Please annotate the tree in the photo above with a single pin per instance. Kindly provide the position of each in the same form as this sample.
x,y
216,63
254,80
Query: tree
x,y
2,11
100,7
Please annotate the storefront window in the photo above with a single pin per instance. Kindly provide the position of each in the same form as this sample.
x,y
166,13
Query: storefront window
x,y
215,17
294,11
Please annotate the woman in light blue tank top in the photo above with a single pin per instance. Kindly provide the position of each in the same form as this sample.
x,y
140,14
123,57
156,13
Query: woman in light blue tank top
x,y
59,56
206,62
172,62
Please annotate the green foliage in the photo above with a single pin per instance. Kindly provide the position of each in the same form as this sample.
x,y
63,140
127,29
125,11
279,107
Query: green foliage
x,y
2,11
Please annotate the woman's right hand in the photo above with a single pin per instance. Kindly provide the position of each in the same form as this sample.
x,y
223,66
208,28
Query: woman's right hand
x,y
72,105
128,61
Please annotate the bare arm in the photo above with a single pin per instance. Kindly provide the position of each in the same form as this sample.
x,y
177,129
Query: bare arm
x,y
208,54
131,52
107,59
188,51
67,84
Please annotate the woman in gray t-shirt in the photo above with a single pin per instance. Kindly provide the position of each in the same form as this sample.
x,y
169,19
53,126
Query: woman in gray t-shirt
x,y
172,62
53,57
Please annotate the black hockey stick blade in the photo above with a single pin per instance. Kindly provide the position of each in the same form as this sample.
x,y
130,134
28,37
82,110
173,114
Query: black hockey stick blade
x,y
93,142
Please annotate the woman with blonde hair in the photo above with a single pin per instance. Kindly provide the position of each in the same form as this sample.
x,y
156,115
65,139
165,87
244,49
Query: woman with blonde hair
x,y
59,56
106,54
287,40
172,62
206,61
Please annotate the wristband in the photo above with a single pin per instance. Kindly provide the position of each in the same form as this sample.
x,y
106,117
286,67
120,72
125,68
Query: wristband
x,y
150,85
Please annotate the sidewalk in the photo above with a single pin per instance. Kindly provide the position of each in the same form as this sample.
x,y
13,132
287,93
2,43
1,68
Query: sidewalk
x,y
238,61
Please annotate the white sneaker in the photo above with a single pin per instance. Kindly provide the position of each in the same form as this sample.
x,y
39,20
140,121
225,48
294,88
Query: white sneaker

...

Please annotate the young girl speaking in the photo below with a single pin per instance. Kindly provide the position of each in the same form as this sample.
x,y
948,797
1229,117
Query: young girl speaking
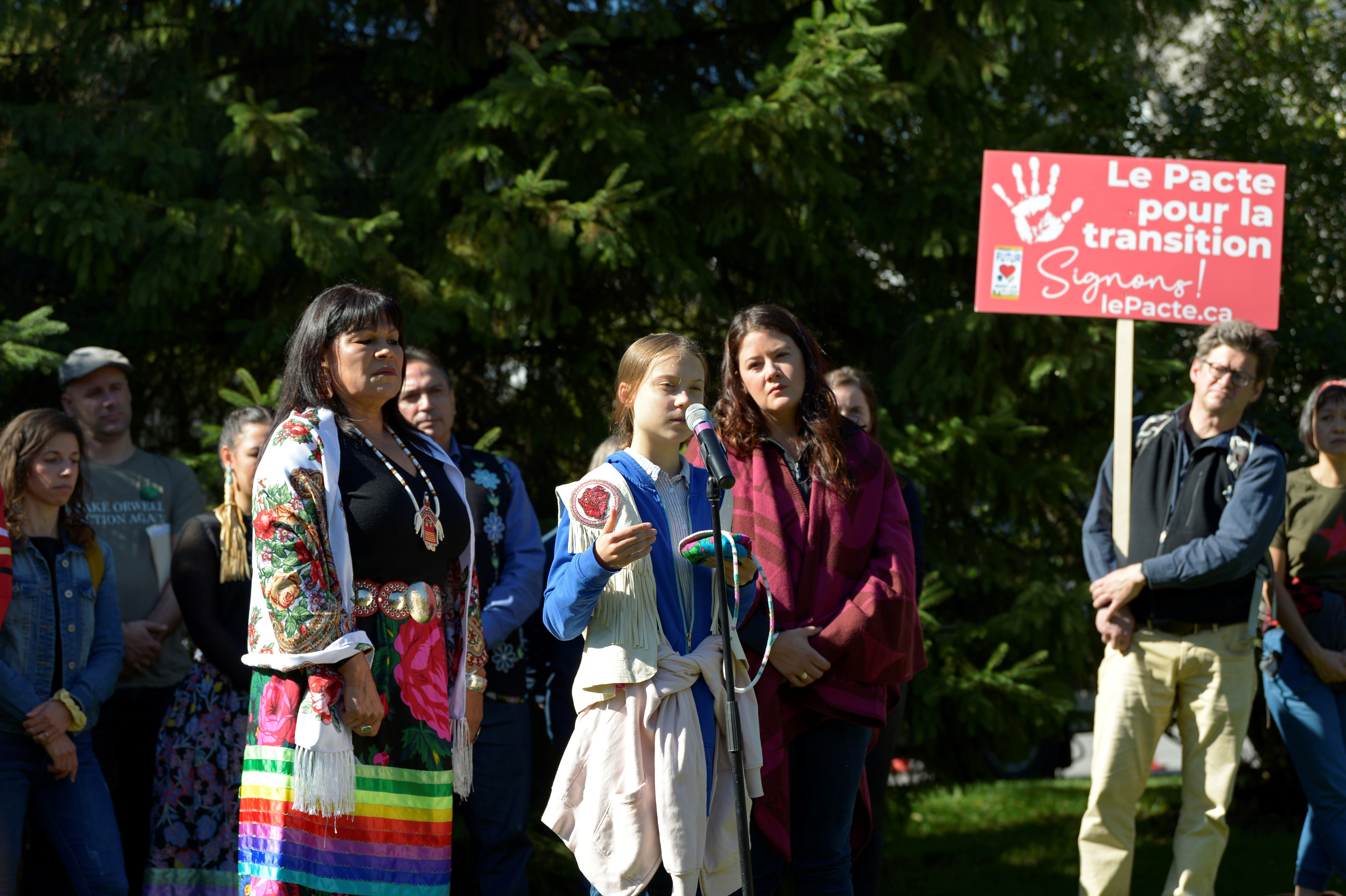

• EXERCISE BRIEF:
Reproduce the lines between the one holding "Please annotate the bare" and the one holding "Query: white sneaker", inclusive, keeping the requests, and offset every coordinate value in the answers by adding 37 to it.

• TASK RESULT:
Please annotate the bare arm in the photo above with a single pin per instance. Kindly provide the position of each in the same form as this sample.
x,y
177,129
Query: bare arm
x,y
245,91
168,89
144,96
225,88
104,121
Please annotate the woman in gray t-shirt in the photo above with a single pin per instance. Kindly provide the position of each in the same form as this sample.
x,y
169,19
53,126
Query: woman in gray t-shirt
x,y
209,99
90,94
Please annotate the black hockey stick blade in the photo above with a single pin per instance. Kindly provide the position of each in the same form as this sample.
x,y
130,134
28,37
82,110
173,114
Query: black hockey stick blade
x,y
130,179
Please annotate the woman with blonde hair in the photo above with a single pin per instance. Kindly provide the position of each in the same form as this sample.
x,y
156,115
65,139
165,87
244,49
Query: woman with blonde hair
x,y
96,93
143,91
324,77
209,99
243,98
Please annotate the wristband in the photo above with a single pin per instance. Kindly provide the position of each in the same form as this sample.
x,y
106,117
286,67
120,72
125,68
Query: wristband
x,y
187,122
Please annotate the sidewalk in the photo above with a single pin per instance. Kindly provide the position of each in the same form as this sample.
x,y
13,132
287,93
2,43
1,68
Query: sidewalk
x,y
275,98
Please annotate the white sneaker in the photo above with a single pin per instance. Kindly provide the position of each in the same form as this sample.
x,y
39,20
140,121
225,48
294,88
Query: white sneaker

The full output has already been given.